> _REQUIREMENT_
Retype every one of the entries below, keeping each line identical to the original.

> _DATA EXCERPTS_
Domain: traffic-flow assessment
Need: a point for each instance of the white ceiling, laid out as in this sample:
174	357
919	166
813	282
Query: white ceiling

> _WORKED SOLUTION_
Domain: traffic-flow assessment
Need: a point for each instance of the white ceiling, laid out as in this sample:
174	357
919	166
813	282
Query: white ceiling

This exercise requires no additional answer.